### What is expected
Restate the whole of the material. Keep every word, and drop the pictures.

### Records to use
* begin *

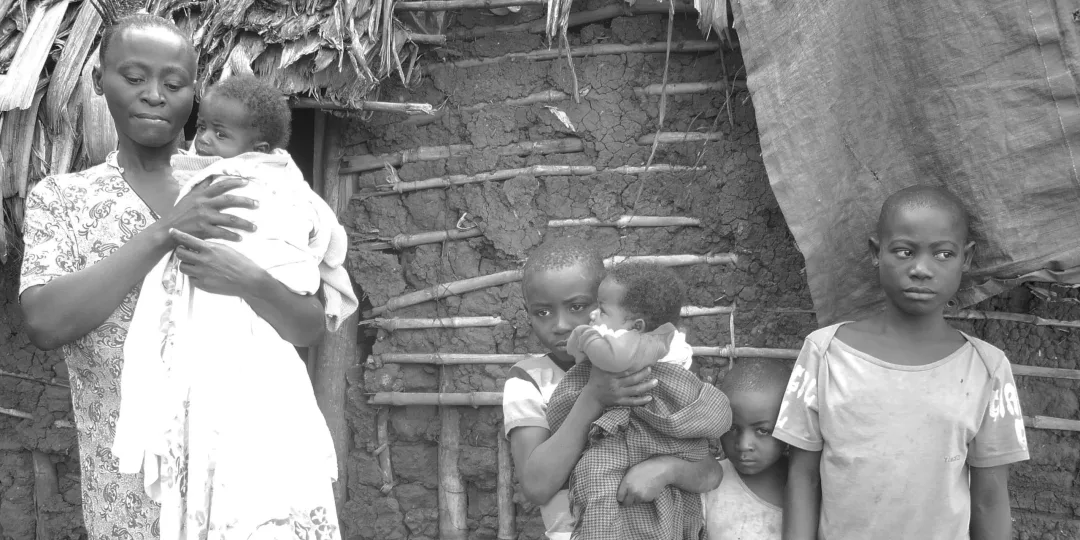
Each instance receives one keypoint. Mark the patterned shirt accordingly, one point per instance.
(73, 221)
(685, 413)
(898, 441)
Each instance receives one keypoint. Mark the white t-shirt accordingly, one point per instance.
(896, 441)
(733, 512)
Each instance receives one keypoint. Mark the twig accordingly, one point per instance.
(689, 88)
(606, 49)
(461, 286)
(671, 137)
(462, 4)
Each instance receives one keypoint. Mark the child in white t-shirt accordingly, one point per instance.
(900, 426)
(747, 504)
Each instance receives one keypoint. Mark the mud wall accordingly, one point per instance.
(731, 198)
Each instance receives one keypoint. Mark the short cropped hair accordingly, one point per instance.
(136, 21)
(563, 253)
(267, 107)
(922, 197)
(757, 375)
(651, 292)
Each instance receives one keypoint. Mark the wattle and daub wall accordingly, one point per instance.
(730, 197)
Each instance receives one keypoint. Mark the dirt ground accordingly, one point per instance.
(730, 197)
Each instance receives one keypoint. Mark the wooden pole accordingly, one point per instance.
(504, 491)
(690, 88)
(461, 286)
(45, 487)
(453, 504)
(443, 399)
(578, 18)
(672, 137)
(362, 163)
(606, 49)
(462, 4)
(337, 350)
(382, 435)
(401, 108)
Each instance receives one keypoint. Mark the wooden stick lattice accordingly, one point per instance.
(374, 162)
(474, 322)
(690, 88)
(577, 52)
(461, 286)
(403, 241)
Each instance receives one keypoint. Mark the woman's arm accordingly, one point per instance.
(990, 515)
(71, 306)
(645, 481)
(802, 496)
(544, 460)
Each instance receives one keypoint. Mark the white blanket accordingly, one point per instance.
(216, 408)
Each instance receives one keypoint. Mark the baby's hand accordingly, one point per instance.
(643, 483)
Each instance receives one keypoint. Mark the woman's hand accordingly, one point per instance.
(621, 389)
(214, 267)
(199, 214)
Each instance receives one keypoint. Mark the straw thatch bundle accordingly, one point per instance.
(51, 121)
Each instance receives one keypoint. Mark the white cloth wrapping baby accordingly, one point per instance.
(216, 408)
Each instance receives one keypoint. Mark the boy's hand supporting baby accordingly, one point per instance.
(621, 389)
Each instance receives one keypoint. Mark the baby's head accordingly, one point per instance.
(921, 248)
(755, 387)
(240, 115)
(639, 296)
(559, 285)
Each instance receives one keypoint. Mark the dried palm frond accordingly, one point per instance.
(98, 131)
(17, 86)
(17, 142)
(69, 67)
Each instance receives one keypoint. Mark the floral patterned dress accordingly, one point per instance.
(72, 221)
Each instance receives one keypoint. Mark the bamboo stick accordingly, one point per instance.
(31, 379)
(1017, 318)
(504, 490)
(337, 350)
(443, 399)
(382, 433)
(625, 221)
(581, 17)
(19, 84)
(454, 322)
(453, 505)
(45, 487)
(463, 4)
(746, 352)
(690, 88)
(1050, 373)
(1045, 422)
(657, 169)
(606, 49)
(403, 241)
(402, 108)
(362, 163)
(461, 286)
(460, 179)
(672, 137)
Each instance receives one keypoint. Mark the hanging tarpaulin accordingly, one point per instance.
(859, 98)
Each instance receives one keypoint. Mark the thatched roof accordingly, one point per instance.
(334, 51)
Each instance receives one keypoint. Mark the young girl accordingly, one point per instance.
(902, 427)
(747, 504)
(633, 328)
(217, 409)
(559, 286)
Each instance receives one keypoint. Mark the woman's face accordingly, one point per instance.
(148, 80)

* end *

### Written answer
Each instance receives one keypoint. Mark the patterned shirt accordingly, one point per instance.
(73, 221)
(685, 413)
(898, 441)
Each instance receives one keypoint. Mark the white t-shirt accordingly, one point per instance.
(896, 441)
(733, 512)
Each instance receives one keypoint. Mark the twig accordingly, one point per instance.
(689, 88)
(606, 49)
(461, 286)
(671, 137)
(462, 4)
Each instance receives one keypoint. Mark the child in white t-shirt accordingly, one point per instance.
(900, 426)
(747, 504)
Each instance receives one keypoint. Mark the mud wall accordingly, one point per instance.
(731, 198)
Each instance receives one keypoint. Mark the short cropped hair accordingly, one point per instance.
(136, 21)
(563, 253)
(267, 107)
(922, 197)
(757, 375)
(651, 292)
Each instance receives one keypoint. Mark the wattle and daub wall accordingly, one point per instance.
(730, 197)
Each instance receives one keypoint. Mark the dirt ground accordingly, one point per instance.
(730, 197)
Each instance receives one keypoint. Mark the wooden pole accordingly, one point per instance.
(504, 491)
(690, 88)
(461, 286)
(45, 487)
(453, 504)
(443, 399)
(578, 18)
(672, 137)
(362, 163)
(606, 49)
(462, 4)
(337, 350)
(382, 435)
(401, 108)
Each instance receives one keypoint. Mark the wooden stick lattice accordingly, one point per instance.
(374, 162)
(474, 322)
(690, 88)
(577, 52)
(461, 286)
(403, 241)
Each instance receives one keypoint. Mark the woman's arm accordingly, one point per instance.
(990, 515)
(71, 306)
(645, 481)
(802, 496)
(544, 460)
Each instance receives one keypoint. Mark the white blanket accordingly, one point per instance.
(216, 408)
Each instance receives one keypoint. Mark the baby's hand accordingly, one point per instance.
(643, 483)
Each instance receives one keypoint. Mark the woman's hand accordingly, one point per instance.
(621, 389)
(214, 267)
(199, 214)
Each instance receives one keypoint. Mark the straw thatch bundle accordingly, one point per instance.
(51, 121)
Each instance receives one keypoint. Mark the white cloth wrapping baby accordingly, one point per instance.
(216, 408)
Each instance receives one keypoint. Mark the boy's hand supporting baby accordingly, one point per instance.
(621, 389)
Each instance receives one keypoint. Mark the baby's head accordingly, one point per instance.
(921, 248)
(755, 387)
(240, 115)
(639, 296)
(559, 285)
Each instance receives one keypoint. Mark the dried palm frond accordingly, one point per instance.
(98, 131)
(17, 86)
(17, 142)
(69, 67)
Each instance receives one keypoint. Mark the floral patterned dress accordingly, one point per instance.
(72, 221)
Each instance receives one keypoint. Mark the bamboo stick accordingly, one point per instance.
(31, 379)
(1017, 318)
(504, 490)
(337, 350)
(443, 399)
(382, 433)
(625, 221)
(581, 17)
(19, 84)
(454, 322)
(453, 505)
(45, 487)
(463, 4)
(746, 352)
(690, 88)
(1050, 373)
(1045, 422)
(657, 169)
(606, 49)
(403, 241)
(402, 108)
(362, 163)
(461, 286)
(460, 179)
(672, 137)
Each instance receives one keypoint. Mark the hanging tarpaulin accordingly, one point per instance.
(859, 98)
Each instance receives one keypoint. Mark the thatched roof accordingly, one point per instance.
(334, 51)
Each instance receives one keypoint. Mark the young girl accordingly, one point per instance.
(902, 427)
(747, 504)
(633, 328)
(217, 409)
(559, 286)
Each instance receives one keypoint. Mark the woman's face accordingly, one point per instance.
(148, 80)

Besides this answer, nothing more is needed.